• **ACTIVITIES**:
(1) List every number in the exchange that is written in digits.
(2) Return the stretch of the exchange that begins at the words "You're not under" and stops after "over 22 million.", copied word for word.

It's impolite, you skinny prick.

> I'll keep that in mind the next time

There hasn't been a first time. And there won't be one. I've not even
told you when I've been in Pittsburgh.

>>Your friends show a lot more class and tact than you do by not telling you
>>what a disrespectful asshole you are.
>
> That leaves you

I don't mind telling her the truth. Same goes for you, dipshit.

>>>and accepting of
>>>other's differences
>>
>>Okay, you fucking asshole, let's deal with this bullshit once and for all.
>
> I love it when we get under your skin.

You're not under my skin.

>>I live in a minority-majority state -- one of four in the nation where
>>non-white populations exceed the white population. I live in a city which
>>is one of the most diverse and integrated in the country. In 2003, the
>>last year for which I can find hate crimes statistics for Texas, there
>>were 294 reported incidents; our population is over 22 million.

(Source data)
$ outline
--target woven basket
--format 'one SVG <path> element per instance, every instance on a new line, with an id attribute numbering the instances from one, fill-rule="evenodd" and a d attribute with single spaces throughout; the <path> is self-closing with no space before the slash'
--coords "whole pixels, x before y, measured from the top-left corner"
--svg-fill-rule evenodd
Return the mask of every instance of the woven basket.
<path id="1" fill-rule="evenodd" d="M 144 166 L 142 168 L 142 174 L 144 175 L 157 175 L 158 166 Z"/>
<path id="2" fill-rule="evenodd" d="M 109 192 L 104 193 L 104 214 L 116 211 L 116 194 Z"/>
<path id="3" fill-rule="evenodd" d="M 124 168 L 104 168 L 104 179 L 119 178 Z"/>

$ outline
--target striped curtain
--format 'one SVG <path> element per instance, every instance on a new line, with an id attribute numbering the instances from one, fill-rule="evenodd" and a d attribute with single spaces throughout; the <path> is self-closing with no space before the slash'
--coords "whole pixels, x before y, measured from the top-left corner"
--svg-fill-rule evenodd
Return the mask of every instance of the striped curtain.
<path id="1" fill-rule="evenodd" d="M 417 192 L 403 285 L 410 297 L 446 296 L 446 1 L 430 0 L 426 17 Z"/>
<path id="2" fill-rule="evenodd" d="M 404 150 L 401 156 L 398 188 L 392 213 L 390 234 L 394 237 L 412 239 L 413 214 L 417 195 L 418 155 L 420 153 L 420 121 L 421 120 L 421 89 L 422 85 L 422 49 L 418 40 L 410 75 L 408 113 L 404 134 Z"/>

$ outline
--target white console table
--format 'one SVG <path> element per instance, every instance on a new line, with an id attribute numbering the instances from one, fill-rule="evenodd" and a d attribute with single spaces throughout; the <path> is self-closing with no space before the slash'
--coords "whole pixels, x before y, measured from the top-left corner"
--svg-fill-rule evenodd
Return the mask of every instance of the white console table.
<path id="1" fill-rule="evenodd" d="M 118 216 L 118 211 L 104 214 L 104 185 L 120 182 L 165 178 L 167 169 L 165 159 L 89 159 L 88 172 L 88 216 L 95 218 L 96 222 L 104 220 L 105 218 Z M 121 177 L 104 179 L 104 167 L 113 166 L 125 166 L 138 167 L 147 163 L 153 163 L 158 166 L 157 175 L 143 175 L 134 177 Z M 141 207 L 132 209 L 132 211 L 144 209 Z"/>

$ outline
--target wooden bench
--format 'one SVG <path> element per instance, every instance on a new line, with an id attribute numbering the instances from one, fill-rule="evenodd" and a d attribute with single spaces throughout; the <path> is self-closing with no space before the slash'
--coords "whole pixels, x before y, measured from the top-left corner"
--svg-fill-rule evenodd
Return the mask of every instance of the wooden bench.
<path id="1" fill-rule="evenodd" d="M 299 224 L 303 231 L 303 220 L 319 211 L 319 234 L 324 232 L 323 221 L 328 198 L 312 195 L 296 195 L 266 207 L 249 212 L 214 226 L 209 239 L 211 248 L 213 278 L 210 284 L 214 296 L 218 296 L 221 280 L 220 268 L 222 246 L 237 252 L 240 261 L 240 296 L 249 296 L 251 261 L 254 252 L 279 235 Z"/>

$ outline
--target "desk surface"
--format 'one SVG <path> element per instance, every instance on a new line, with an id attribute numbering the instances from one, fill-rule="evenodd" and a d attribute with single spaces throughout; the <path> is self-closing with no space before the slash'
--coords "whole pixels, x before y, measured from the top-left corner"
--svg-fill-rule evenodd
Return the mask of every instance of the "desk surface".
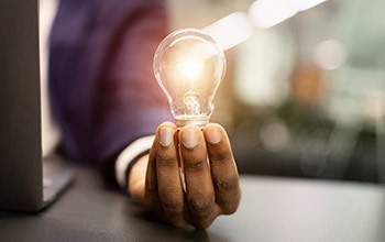
<path id="1" fill-rule="evenodd" d="M 235 215 L 206 231 L 162 223 L 98 174 L 76 183 L 40 213 L 0 211 L 1 241 L 385 241 L 385 189 L 362 184 L 242 176 Z"/>

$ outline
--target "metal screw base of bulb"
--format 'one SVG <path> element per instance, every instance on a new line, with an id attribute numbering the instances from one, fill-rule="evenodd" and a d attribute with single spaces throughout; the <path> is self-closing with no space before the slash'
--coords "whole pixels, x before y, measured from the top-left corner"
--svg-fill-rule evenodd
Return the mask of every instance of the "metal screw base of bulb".
<path id="1" fill-rule="evenodd" d="M 196 119 L 176 119 L 175 124 L 180 130 L 185 125 L 195 125 L 204 129 L 209 123 L 209 120 L 196 120 Z"/>

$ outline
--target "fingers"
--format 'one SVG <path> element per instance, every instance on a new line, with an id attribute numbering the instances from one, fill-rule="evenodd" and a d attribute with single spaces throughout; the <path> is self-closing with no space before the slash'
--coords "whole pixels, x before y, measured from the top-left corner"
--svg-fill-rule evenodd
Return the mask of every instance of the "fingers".
<path id="1" fill-rule="evenodd" d="M 158 199 L 164 217 L 173 224 L 186 223 L 184 211 L 184 191 L 179 176 L 178 142 L 175 124 L 165 122 L 156 132 L 156 176 Z"/>
<path id="2" fill-rule="evenodd" d="M 197 127 L 186 125 L 179 132 L 179 141 L 190 220 L 198 228 L 207 228 L 218 210 L 205 138 Z"/>
<path id="3" fill-rule="evenodd" d="M 217 204 L 223 213 L 233 213 L 240 202 L 241 188 L 228 135 L 221 125 L 215 123 L 208 124 L 204 134 Z"/>
<path id="4" fill-rule="evenodd" d="M 157 196 L 157 178 L 156 178 L 156 146 L 158 139 L 155 136 L 150 151 L 147 170 L 144 182 L 143 204 L 151 210 L 161 212 L 160 200 Z"/>

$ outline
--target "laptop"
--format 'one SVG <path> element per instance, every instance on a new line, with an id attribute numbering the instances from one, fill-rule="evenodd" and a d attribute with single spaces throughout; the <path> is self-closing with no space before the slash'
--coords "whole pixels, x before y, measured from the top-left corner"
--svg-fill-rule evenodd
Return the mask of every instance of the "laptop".
<path id="1" fill-rule="evenodd" d="M 38 211 L 74 180 L 42 156 L 37 18 L 37 0 L 0 3 L 0 209 Z"/>

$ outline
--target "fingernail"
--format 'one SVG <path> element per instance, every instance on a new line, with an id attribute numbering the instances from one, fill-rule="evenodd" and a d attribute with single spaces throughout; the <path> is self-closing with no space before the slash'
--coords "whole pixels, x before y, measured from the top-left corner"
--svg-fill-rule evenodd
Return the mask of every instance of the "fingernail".
<path id="1" fill-rule="evenodd" d="M 194 129 L 184 130 L 180 136 L 185 147 L 193 148 L 198 145 L 198 134 Z"/>
<path id="2" fill-rule="evenodd" d="M 222 134 L 217 128 L 209 128 L 206 131 L 206 140 L 210 144 L 218 144 L 222 140 Z"/>
<path id="3" fill-rule="evenodd" d="M 174 140 L 174 131 L 169 127 L 162 127 L 160 130 L 160 143 L 162 146 L 167 147 L 173 143 Z"/>

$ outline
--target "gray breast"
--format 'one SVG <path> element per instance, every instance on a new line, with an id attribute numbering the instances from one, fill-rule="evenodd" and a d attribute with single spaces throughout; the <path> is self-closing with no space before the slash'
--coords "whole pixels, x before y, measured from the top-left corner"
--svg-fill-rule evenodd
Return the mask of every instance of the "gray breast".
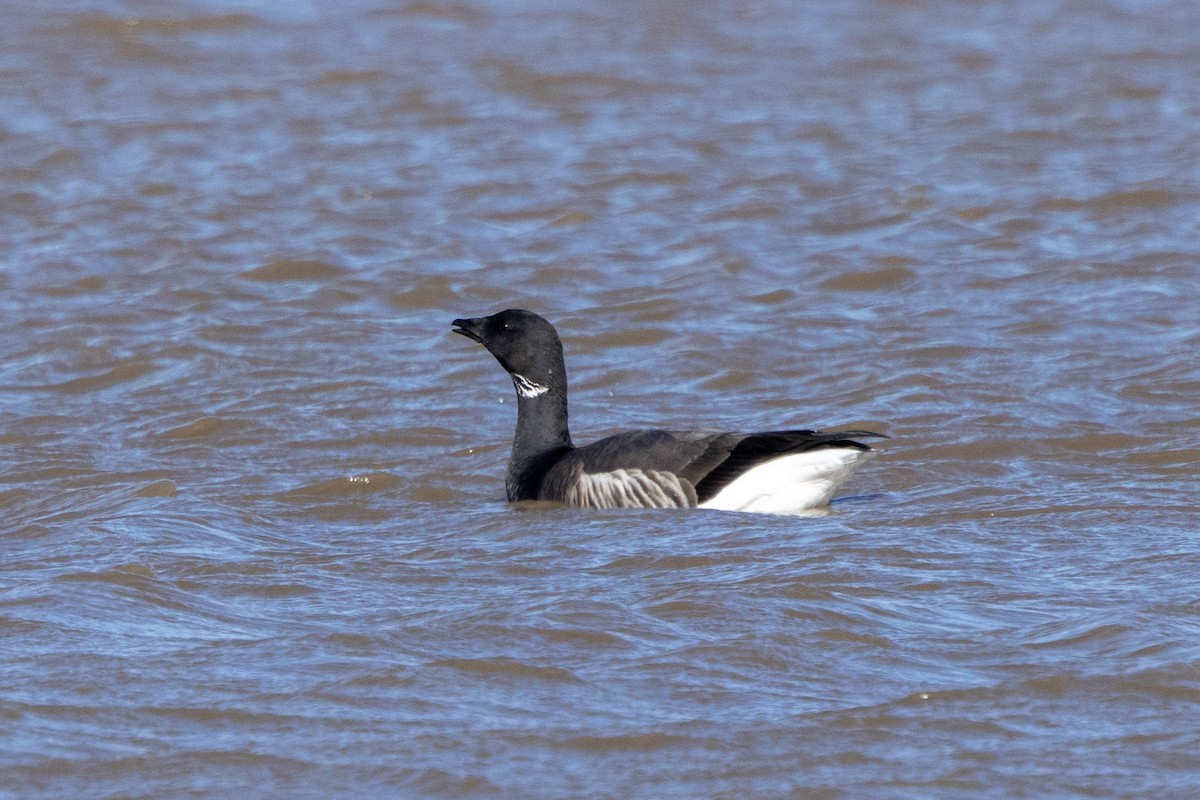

• **OUTPUTS BY TASK**:
(1) 2003, 294, 22 million

(2)
You're not under my skin.

>>I live in a minority-majority state -- one of four in the nation where
>>non-white populations exceed the white population. I live in a city which
>>is one of the most diverse and integrated in the country. In 2003, the
>>last year for which I can find hate crimes statistics for Texas, there
>>were 294 reported incidents; our population is over 22 million.